(Natural-language object grounding data)
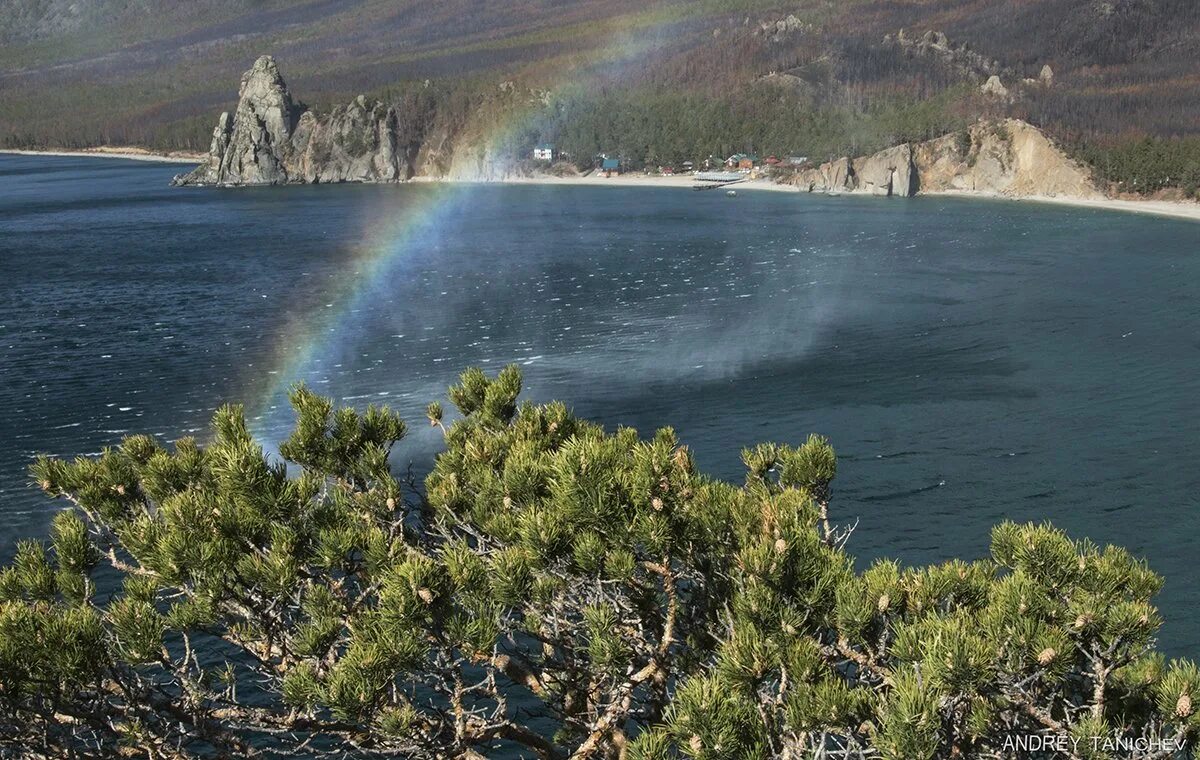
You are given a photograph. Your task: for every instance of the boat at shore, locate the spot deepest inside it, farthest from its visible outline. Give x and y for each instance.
(713, 180)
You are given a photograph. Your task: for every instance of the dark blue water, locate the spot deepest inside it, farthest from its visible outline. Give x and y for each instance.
(970, 360)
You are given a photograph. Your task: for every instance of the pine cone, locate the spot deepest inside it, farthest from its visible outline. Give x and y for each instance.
(1183, 707)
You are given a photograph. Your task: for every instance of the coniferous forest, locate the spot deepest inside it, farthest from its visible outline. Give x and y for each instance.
(663, 82)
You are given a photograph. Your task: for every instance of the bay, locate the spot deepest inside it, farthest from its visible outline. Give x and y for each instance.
(971, 360)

Aim of the task —
Without the pictures, repeat every record above exactly as written.

Answer for this exercise —
You are given a photograph. Your task: for every instance of the boat at shore, locate the spot deepest inside it, farthest from its visible outline. Give x and y for each instance.
(713, 180)
You are given a photograph. Your task: for every instance of the dark blue water, locate the spot deepest inside it, farthest from its visible outline. Give x and y for each instance.
(970, 360)
You are given a photograph. Your task: for every instance of the pine cone, locate the spot deepest inside it, farthest from its visible outline. Give x and y for each instance.
(1183, 707)
You are given a photograph. Your task: for every instance of the coniferous forest, locate the spot deepest inside it, farthest from its visible outline. Give x and y for each instance.
(663, 82)
You are given a photograph. Your task: for every instance of the bay, locate the spot deepest inside it, farthest from its visible outline. Give x and y for each instance.
(971, 360)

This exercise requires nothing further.